Your objective
Render every line of the items below as a JSON list of strings, one string per line, omitting blank lines and leaving out the pictures.

* * * *

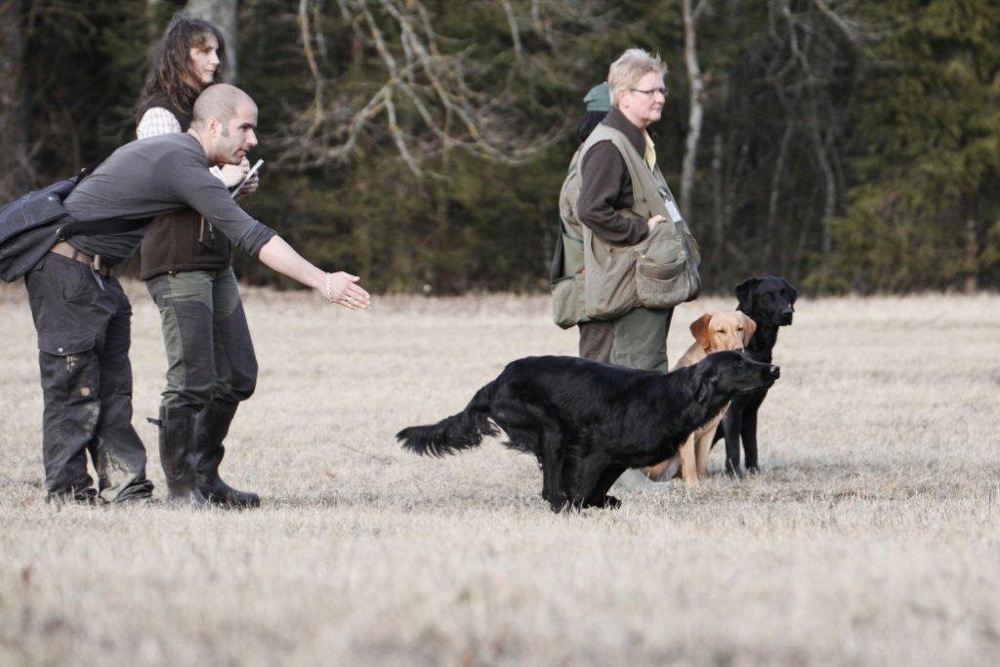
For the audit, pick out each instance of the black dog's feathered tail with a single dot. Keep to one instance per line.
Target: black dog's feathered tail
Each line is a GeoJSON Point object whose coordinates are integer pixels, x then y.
{"type": "Point", "coordinates": [462, 431]}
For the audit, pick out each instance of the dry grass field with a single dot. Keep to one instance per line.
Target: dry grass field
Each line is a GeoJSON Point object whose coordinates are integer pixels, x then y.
{"type": "Point", "coordinates": [871, 537]}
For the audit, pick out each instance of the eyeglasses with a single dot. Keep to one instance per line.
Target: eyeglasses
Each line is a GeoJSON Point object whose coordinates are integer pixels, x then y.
{"type": "Point", "coordinates": [651, 92]}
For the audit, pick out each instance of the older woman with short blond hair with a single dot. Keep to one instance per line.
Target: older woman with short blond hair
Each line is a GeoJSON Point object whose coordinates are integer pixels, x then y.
{"type": "Point", "coordinates": [623, 200]}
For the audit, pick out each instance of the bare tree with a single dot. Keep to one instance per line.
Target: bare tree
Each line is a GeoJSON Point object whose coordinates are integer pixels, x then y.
{"type": "Point", "coordinates": [423, 102]}
{"type": "Point", "coordinates": [15, 169]}
{"type": "Point", "coordinates": [697, 111]}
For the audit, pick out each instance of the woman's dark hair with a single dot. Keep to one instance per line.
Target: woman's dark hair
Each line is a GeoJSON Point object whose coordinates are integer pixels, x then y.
{"type": "Point", "coordinates": [171, 73]}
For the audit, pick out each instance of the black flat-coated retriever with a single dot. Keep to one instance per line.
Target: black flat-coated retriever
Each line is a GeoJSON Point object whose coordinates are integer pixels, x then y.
{"type": "Point", "coordinates": [588, 422]}
{"type": "Point", "coordinates": [770, 302]}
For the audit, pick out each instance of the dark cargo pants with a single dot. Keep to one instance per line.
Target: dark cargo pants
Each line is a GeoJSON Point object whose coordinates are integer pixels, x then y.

* * * *

The result
[
  "For the audit, pick out each instance of the black dog's feathered tail with a single dot. Keep to one instance per line.",
  "Target: black dog's feathered tail",
  "Each line is a GeoJSON Point object whose coordinates are integer pixels, x then y.",
  "{\"type\": \"Point\", \"coordinates\": [462, 431]}",
  "For the audit, pick out each instance of the dry grass field with a single dot. Keep to one instance per line.",
  "Target: dry grass field",
  "Each line is a GeoJSON Point object whose coordinates are integer pixels, x then y.",
  "{\"type\": \"Point\", \"coordinates\": [871, 537]}",
  "For the audit, pick out each instance of the eyeglasses with a single dot. Keep to one instance per line.",
  "Target: eyeglasses",
  "Each line is a GeoJSON Point object whose coordinates are integer pixels, x then y.",
  "{\"type\": \"Point\", \"coordinates\": [651, 92]}",
  "For the audit, pick out each instance of the older woman with short blond hair with a single dot. Keep to one instance per line.",
  "Target: older woman with short blond hair",
  "Each line is a GeoJSON Point object whose coordinates are integer pixels, x then y.",
  "{\"type\": \"Point\", \"coordinates\": [623, 200]}",
  "For the audit, pick out each instance of the bare tree with a single dot. Keep to one instance per line.",
  "Target: bare tree",
  "Each line is a GeoJSON Point object whose coordinates are integer pixels, x then y.",
  "{\"type\": \"Point\", \"coordinates\": [423, 102]}",
  "{\"type\": \"Point\", \"coordinates\": [15, 169]}",
  "{\"type\": \"Point\", \"coordinates\": [697, 111]}",
  "For the audit, pick out each instance of the woman's dark hair with a single dot. Keep to one instance per line.",
  "Target: woman's dark hair",
  "Each line is a GeoJSON Point object whose coordinates are integer pixels, x then y.",
  "{\"type\": \"Point\", \"coordinates\": [171, 73]}",
  "For the audit, pick out each instance of the black flat-coated retriever with a single dot. Keep to one instance per line.",
  "Target: black flat-coated retriever",
  "Each line is a GeoJSON Point object whose coordinates are integer pixels, x then y.",
  "{\"type\": \"Point\", \"coordinates\": [588, 422]}",
  "{\"type\": \"Point\", \"coordinates\": [770, 302]}",
  "For the audit, pick out each instance of the dark cargo pants with a single dot. Keep to one instance per line.",
  "Target: dark cargo pants",
  "Each line is a GeoJSON Point object whose coordinates are integer pixels, x then y."
]